* [Problème posé 1] Retapez sans rien changer le passage de la critique qui va de « Curieux roman dont » jusqu'à « un peu artificiellement. » inclus.

Une queue à la fromagerie
dans une grande surface, un mari pressé d’en finir avec les courses – il a un
article à terminer – et, pour une histoire de morbier acheté à la place de gruyère,
le ton monte, on se dispute le sac à main où se trouvent les clés de la
voiture. Il y aura, presque à la fin du roman, une autre histoire de sac, de
sport celui-là, qui a contenu une urne funéraire et que la veuve veut récupérer
au contraire de sa fille qui tient à le jeter. Deux anecdotes en apparence sans
rapport et qui traduisent des frustrations capables de faire surgir une
violence jusque-là contenue dans les limites de la bonne conduite en société…
Envisagées séparément,
toutes les scènes ont la vivacité et la puissance de nouvelles – ce qu’elles ne
sont pas, rappelons-le. Ensemble, elles forment une nébuleuse psychologique
complexe de cas intéressants mais, à force de survoler des pics, leur hauteur
s’annule et le paysage s’affadit. Les montagnes, c’est très bien quand des
vallées les séparent. Elles manquent ici, Yasmina Reza ne laisse aucun répit à
son lecteur qui, à la suivre, s’essouffle.
Curieux roman dont les
qualités constituent aussi les défauts. On pourrait lire deux fois Heureux les heureux avec des résultats
opposés. Une fois dans l’élan d’enthousiasme des premières pages, sans
ralentir, et ce serait formidable. Une autre sous une lumière rasante qui
dénoncerait le manque de relief, et ce serait ennuyeux. Impossible, en étant
honnête, de jouer une lecture contre l’autre : elles préexistent dans la
substance et la structure d’un livre où les morceaux de bravoure s’alignent
comme à la parade, c’est-à-dire un peu artificiellement.

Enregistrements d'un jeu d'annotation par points
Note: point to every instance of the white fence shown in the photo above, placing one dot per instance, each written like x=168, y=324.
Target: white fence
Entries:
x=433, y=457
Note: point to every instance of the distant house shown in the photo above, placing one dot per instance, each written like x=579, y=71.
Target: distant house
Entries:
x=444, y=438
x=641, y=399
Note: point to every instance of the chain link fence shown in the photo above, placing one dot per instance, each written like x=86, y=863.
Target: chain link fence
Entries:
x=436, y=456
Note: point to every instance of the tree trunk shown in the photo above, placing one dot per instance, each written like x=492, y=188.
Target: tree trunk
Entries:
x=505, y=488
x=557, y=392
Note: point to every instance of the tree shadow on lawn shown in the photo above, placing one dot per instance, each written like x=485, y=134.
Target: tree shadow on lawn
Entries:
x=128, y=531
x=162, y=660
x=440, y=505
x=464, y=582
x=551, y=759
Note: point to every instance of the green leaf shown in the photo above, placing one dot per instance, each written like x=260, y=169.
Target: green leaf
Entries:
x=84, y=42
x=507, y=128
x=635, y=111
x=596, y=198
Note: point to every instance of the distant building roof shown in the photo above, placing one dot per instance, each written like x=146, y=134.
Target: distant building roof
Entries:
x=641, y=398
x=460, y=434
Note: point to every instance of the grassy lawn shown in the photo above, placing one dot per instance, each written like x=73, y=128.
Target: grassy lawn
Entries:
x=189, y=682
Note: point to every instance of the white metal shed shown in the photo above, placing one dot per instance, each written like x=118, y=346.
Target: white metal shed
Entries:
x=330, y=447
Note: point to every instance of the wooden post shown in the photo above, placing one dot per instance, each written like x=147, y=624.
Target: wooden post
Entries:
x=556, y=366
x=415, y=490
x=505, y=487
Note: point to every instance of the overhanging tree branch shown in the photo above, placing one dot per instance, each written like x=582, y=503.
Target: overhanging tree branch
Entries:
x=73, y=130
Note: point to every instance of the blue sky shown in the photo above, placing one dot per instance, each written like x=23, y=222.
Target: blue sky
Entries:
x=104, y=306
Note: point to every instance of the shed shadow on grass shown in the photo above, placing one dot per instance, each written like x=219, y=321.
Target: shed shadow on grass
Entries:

* [Problème posé 2] Dans les enregistrements, redonnez uniquement les lignes allant de la ligne contenant « Note: point to every instance of the wooden » jusqu'à la ligne contenant « x=505, y=487 » incluse, consignes comprises. Multipliez chaque coordonnée des réponses par 2,05 en arrondissant à l'entier, les demis vers le haut, et laissez intacts les nombres des consignes et de leurs modèles de format.

* [Réponse complète 1]
Curieux roman dont les
qualités constituent aussi les défauts. On pourrait lire deux fois Heureux les heureux avec des résultats
opposés. Une fois dans l’élan d’enthousiasme des premières pages, sans
ralentir, et ce serait formidable. Une autre sous une lumière rasante qui
dénoncerait le manque de relief, et ce serait ennuyeux. Impossible, en étant
honnête, de jouer une lecture contre l’autre : elles préexistent dans la
substance et la structure d’un livre où les morceaux de bravoure s’alignent
comme à la parade, c’est-à-dire un peu artificiellement.

* [Réponse complète 2]
Note: point to every instance of the wooden post shown in the photo above, placing one dot per instance, each written like x=147, y=624.
Target: wooden post
Entries:
x=1140, y=750
x=851, y=1005
x=1035, y=998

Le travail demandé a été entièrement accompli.